▸ **The problem**:
Copy each of the records below, keeping every line identical to the original.
....
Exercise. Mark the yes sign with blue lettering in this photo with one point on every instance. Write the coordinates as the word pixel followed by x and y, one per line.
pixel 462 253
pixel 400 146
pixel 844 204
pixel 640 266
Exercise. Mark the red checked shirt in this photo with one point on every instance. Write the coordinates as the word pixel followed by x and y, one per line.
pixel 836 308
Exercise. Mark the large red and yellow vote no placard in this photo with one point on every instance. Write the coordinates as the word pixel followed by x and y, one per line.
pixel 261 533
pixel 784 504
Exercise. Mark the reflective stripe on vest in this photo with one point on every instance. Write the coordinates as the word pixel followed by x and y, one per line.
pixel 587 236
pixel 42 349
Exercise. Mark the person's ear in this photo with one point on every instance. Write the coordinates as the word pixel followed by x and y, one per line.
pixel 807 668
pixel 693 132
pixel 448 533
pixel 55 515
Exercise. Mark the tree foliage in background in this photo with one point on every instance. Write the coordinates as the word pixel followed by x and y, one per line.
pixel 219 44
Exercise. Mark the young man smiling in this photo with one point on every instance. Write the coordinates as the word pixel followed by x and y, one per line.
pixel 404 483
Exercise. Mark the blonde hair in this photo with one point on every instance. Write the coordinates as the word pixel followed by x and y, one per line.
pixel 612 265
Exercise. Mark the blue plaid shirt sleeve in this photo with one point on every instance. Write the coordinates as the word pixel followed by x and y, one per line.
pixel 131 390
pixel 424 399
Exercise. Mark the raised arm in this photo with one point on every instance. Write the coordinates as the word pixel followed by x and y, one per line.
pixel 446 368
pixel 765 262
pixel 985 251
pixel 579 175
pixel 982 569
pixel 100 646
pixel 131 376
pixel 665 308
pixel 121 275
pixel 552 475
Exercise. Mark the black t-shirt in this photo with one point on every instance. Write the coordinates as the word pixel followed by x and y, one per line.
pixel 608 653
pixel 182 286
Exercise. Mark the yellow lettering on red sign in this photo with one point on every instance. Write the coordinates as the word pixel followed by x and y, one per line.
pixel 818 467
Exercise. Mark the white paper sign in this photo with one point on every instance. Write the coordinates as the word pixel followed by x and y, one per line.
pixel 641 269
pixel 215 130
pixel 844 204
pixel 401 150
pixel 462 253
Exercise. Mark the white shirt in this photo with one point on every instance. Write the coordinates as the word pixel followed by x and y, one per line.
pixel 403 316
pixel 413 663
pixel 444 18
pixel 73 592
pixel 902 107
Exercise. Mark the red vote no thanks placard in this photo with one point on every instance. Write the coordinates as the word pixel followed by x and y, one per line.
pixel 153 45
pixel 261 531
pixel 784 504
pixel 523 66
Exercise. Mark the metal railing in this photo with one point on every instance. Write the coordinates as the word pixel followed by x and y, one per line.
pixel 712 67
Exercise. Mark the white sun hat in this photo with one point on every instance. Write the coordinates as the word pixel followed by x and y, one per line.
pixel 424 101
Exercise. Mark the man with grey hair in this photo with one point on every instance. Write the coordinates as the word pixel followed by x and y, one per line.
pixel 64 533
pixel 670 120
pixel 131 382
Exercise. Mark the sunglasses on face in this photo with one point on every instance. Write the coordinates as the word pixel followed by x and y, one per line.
....
▸ **The completed task**:
Exercise. Mark the yes sign with blue lettering in this photo with one point on every instance. Write the coordinates as the word pixel followed by x and y, one per line.
pixel 462 253
pixel 400 146
pixel 844 204
pixel 640 266
Exercise. Mark the red checked shirt in this photo with one point on every instance. Write the coordinates as the word pixel followed by x and y, one per line.
pixel 836 308
Exercise. Mark the large red and yellow vote no placard in this photo with one point on every instance. Write the coordinates as the word pixel followed by x and y, one per line.
pixel 261 533
pixel 784 504
Exercise. Mark the reflective stripe on vest in this photo with one point on every instance. Write the coordinates as the word pixel followed by x and y, one per line.
pixel 587 236
pixel 42 349
Exercise. Mark the person's ear in this photo with one point on every instance. Write the coordinates as the word pixel followed by x and y, one per line.
pixel 807 668
pixel 693 132
pixel 448 533
pixel 55 515
Exercise. Mark the tree foliage in background in this photo with one point on every instance. Write the coordinates as the word pixel followed by x and y, one per line.
pixel 219 44
Exercise. Mark the young man smiling in this photo with one point on every instance. Write the coordinates as the word pixel followed by x and y, one per line.
pixel 404 483
Exercise. Mark the blonde hair in this photo with one point on every instance. Write the coordinates as the word pixel followed by x and y, one per line.
pixel 612 265
Exercise. Mark the blue plaid shirt sleeve in this photo with one point on every instance. Write the coordinates as the word pixel followed by x and y, one per line.
pixel 131 390
pixel 424 399
Exercise. Mark the raised arm in this photo with one point on every instance. Write the coordinates as the word pixel followed by x and y, one per line.
pixel 446 368
pixel 765 262
pixel 985 251
pixel 579 175
pixel 982 569
pixel 100 646
pixel 131 376
pixel 665 308
pixel 121 275
pixel 552 475
Exercise. Mark the black t-shirt in this photo with one point on every instance. Write the coordinates as the word pixel followed by x and y, one per line.
pixel 608 653
pixel 182 286
Exercise. Mark the yellow lettering on red sign in this photo with one point on every instance. Write the coordinates as the word pixel followed by x and y, one per line.
pixel 818 467
Exercise. Mark the white paper sign in this photo with one point on every instance. Write the coordinates as the word pixel followed by x and y, one per line.
pixel 641 269
pixel 215 130
pixel 844 204
pixel 401 150
pixel 462 253
Exercise. Mark the white shirt in this photo with one point on every instance. Write the coordinates as the word pixel followed by x and y, one per line.
pixel 403 316
pixel 413 663
pixel 444 18
pixel 73 592
pixel 902 107
Exercise. Mark the red vote no thanks placard in this photo with one point on every instance. Write the coordinates as the word pixel followed by x and y, one per line.
pixel 153 45
pixel 261 531
pixel 784 504
pixel 523 66
Exercise. Mark the metal railing in this photo with one point on every instance. Write the coordinates as the word pixel followed by x and y, one per line.
pixel 712 67
Exercise. Mark the white sun hat in this photo with one point on every instance. Write the coordinates as the word pixel followed by x and y, one per line.
pixel 424 101
Exercise. Mark the man with grey hair in this photo with one point on every instance. Write the coordinates as the word pixel followed by x and y, one per line.
pixel 64 533
pixel 670 120
pixel 131 382
Exercise. Mark the sunglasses on face in this photo with one point on every instance. Write the coordinates as the word pixel followed by x and y, one per line.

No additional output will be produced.